**EXCERTO DA FONTE:**
##########
Não há vacina contra a maldade, contra a guerra, contra a tristeza
Não entendo o conceito de guerra. Já o repensei centenas de vezes nas últimas semanas. Não entendo o conceito de vida pela pátria. Nunca vivi num país sem liberdade, sem democracia. Por isso não o entendo. E ainda assim fico emocionalmente destroçada cada vez que penso nisso. Cada vez que leio as notícias. Passado um mês, ainda não consigo ver as imagens sem me virem lágrimas aos olhos. Vivemos tempos em que a história é escrita. Primeiro, o covid e agora isto. E sabe-se lá mais o quê nos próximos dias, semanas, meses.
Este contexto de guerra atirou-me uma vez mais para a minha batalha interna em relação ao previlégio que é ter nascido onde e quando nasci. Pensar no previlégio é um assunto bastante em voga atualmente e tem sido repetitivo neste blog. Previlégio e sorte. Também já o disse que, muitas vezes enquanto crescia, não o sentia dessa forma e mesmo os últimos anos foram uma montanha russa de sentimentos. Porém, o azar ocidental é a sorte de outros mundos. E isto é como um murro que dou em mim própria várias vezes ao dia. Há uma culpa estúpida que teima em não passar e dou por mim a pensar que tenho que tornar essa consciência em ações. Fiz doações monetárias e materiais a associações e inscrevi-me na Bolsa de Voluntários do meu munícipio. Sinto que é insuficiente. E penso muito naquele que é o meu pequeno mundo. Durante alguns anos, ali na escola secundária e universidade, achei muito de mim. Achei que poderia fazer coisas incríveis: viajar muito com prepósitos solidários, estar inserida em grupos de ação, crescer e transformar-me numa adulta do mundo. Fiz algumas dessas coisas mas imaginem que até considerei no verão de 2017 ir para o sul de Itália como voluntária para um campo de refugiados. Era possível na altura. Depois acabei por não ir para um campo de refugiados e sim para um campo de férias de crianças numa cidade linda perto de Veneza. Entretanto, saí dessas esferas e entrei no mundo do trabalho numa empresa que não é uma multinacional. Cresci muito nesta empresa e tornei-me importante neste que passou a ser o meu universo. É outra escala daquela que eu previa. E a vida passou a ser uma To Do List diária, limpar e sujar e, garantir que os meus estão bem. E, tenho pensado muito nessa perspetiva. A minha responsabilidade neste mundo passou a ser garantir diariamente que a minha mãe está bem, a minha gata está estável, ver se o meu pai está bem-disposto e se o meu irmão se mantém no caminho de encontrar a felicidade. E ver a minha irmã a crescer que é das coisas mais maravilhosas. E, por um lado, penso que os meus sonhos de outrora não passaram de isso, sonhos, e tornei-me tão normal como todas as outras pessoas. Soa mal, eu sei. Mas não é mal intencionado. E penso que o dinheiro que hoje me facilita tanto a vida e dos que me rodeiam, não é meu mas sim está comigo temporariamente e é de todos os que me fizeram chegar aqui. E de todos os que não têm hipótese. É do mundo e de todas as pessoas que merecem e não têm.
##########
**DADOS FORNECIDOS:**

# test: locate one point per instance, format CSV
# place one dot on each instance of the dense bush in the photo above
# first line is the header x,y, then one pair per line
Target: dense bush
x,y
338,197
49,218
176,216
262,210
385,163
##########
**LISTA DE TAREFAS:**
1) Responda com base no excerto:
(a) Quanto tempo passou sem que quem escreve consiga ver as imagens sem lágrimas?
(b) Para onde pensou ir como voluntária no verão de 2017?
(c) Em que se inscreveu, além de fazer doações?
2) Enumere todos os membros da família, incluindo animais, cujo bem-estar quem escreve diz garantir ou acompanhar no excerto.

**PROBLEMAS RESOLVIDOS:**
1)
(a) Um mês.
(b) Para um campo de refugiados no sul de Itália.
(c) Na Bolsa de Voluntários do seu município.

2) A mãe, a gata, o pai, o irmão e a irmã.